> Consigne
Écrivez la suite de l'entretien ci-dessous sur le film consacré aux 200 ans de la Compagnie des guides de Chamonix, en commençant juste après sa dernière phrase.

En cette année 2021, la Compagnie des guides de Chamonix fête son bicentenaire. Comment raconter en images cette longue histoire, qui n’est pas seulement celle d’une institution mais aussi celle du métier de guide et des évolutions de l’alpinisme ? Le réalisateur Pierre Cadot s’y est attelé avec Thomas Guerrin, co-auteur du film. Encordés, 200 ans dans le regard des guides de Chamonix est programmé dans de nombreux festivals dont les Rencontres Ciné Montagne de Grenoble, le vendredi 5 novembre. Entretien avec Pierre Cadot.
Avec Thomas Guerrin, tu as créé il y a cinq ans la société Yucca Films, spécialisée dans les films outdoor. Pourquoi se lancer dans une grande fresque historique ?
Pierre Cadot : Je suis né et j’ai grandi à Chamonix. Thomas et moi sommes proches de beaucoup de guides (NDLR : Pierre a notamment réalisé La Montagne des cristalliers qui suit une équipe de guides dans les recoins secrets du massif du Mont-Blanc). On savait que l’anniversaire de la Compagnie approchait et qu’elle souhaitait faire un film sur son bicentenaire. Répondre à cette demande était donc un défi très stimulant ! En creusant le sujet, je l’ai trouvé vraiment intéressant. Après mes études de cinéma à Paris, je pensais faire des films d’auteur loin des montagnes (rires), finalement ma passion pour la montagne s’est liée à mon métier. Et je me suis dit que nous pouvions apporter un regard cinématographique sur cette histoire des guides.
Ce film est assurément le plus gros défi de réalisation auquel j’ai dû faire face. Pierre Cadot.
Est-ce difficile de travailler avec une institution comme la Compagnie des guides de Chamonix ?
Pierre Cadot : Ils nous ont fait confiance, nous n’avons eu aucune contrainte. Nous avons interviewé une quinzaine de guides de toutes les générations, nous avons eu accès à leurs archives, à celles des musées de la vallée et des spécialistes de la question.
Comment faire pour raconter 200 ans d’histoire en 52 minutes ?

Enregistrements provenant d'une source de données
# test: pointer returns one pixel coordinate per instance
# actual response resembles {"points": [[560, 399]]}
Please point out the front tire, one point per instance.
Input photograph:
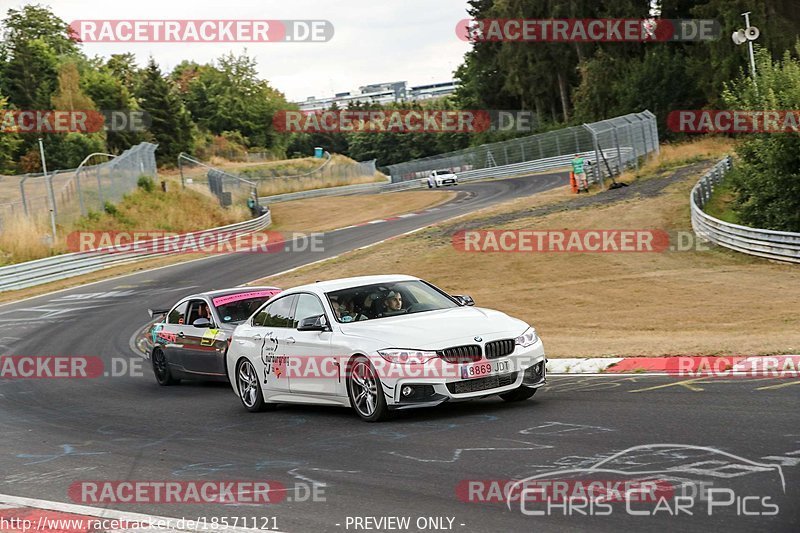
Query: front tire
{"points": [[365, 391], [519, 394], [248, 387], [161, 369]]}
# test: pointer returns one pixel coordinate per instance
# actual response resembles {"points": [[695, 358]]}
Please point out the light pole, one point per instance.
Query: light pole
{"points": [[49, 184], [748, 35]]}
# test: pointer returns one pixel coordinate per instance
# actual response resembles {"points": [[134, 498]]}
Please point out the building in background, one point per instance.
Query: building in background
{"points": [[381, 93]]}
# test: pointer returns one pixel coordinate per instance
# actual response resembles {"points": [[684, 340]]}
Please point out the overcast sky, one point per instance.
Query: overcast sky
{"points": [[374, 41]]}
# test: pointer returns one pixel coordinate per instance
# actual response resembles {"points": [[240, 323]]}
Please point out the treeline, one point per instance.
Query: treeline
{"points": [[225, 109], [203, 109], [583, 82]]}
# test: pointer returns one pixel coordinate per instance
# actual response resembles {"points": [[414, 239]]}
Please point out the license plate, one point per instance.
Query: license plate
{"points": [[479, 370]]}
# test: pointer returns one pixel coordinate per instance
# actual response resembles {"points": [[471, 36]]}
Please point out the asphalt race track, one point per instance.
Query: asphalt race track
{"points": [[58, 432]]}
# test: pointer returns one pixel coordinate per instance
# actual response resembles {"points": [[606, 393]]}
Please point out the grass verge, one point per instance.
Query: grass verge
{"points": [[327, 213]]}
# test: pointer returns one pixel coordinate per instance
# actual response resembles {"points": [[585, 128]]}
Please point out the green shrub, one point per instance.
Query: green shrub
{"points": [[146, 183]]}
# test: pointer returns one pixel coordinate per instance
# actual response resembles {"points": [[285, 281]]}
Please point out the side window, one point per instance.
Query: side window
{"points": [[307, 305], [277, 314], [178, 314], [198, 309]]}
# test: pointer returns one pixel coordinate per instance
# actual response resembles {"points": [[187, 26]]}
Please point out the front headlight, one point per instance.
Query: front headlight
{"points": [[405, 356], [527, 339]]}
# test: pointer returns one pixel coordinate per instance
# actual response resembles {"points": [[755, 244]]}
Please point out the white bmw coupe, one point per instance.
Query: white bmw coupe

> Corrigé de l'exercice
Pierre Cadot : Eh bien on se stresse et on dort mal ! Ce film est assurément le plus gros défi de réalisation auquel j’ai dû faire face. J’ai lu tout ce que je pouvais sur le sujet. On s’est posé beaucoup de questions sur le plan et finalement on a fait très simple, en s’intéressant aux grands changements de regards des guides. À la fin du XVIIIe siècle, Jacques Balmat découvre que les montagnes ne sont pas maudites et c’est ce qui ouvre la voie à la première ascension du mont Blanc. À chaque époque, on a mis en avant les guides incontournables et les changements dans leur métier, y compris aujourd’hui avec les défis du réchauffement climatique ou de la surfréquentation auxquels ils doivent faire face. On souhaitait aussi avoir une double trame narrative entre tradition et modernité, entre film historique et film contemplatif. On a donc filmé le guide Damien Marchini et sa cliente dans leur ascension du mont Blanc par Bionassay. Les deux trames se rejoignent au sommet.
Mon but a été de faire un film universel qui ne parle pas qu’aux Chamoniards.
Vous avez eu recours à des images d’animation pour certaines parties historiques, pourquoi ce choix ?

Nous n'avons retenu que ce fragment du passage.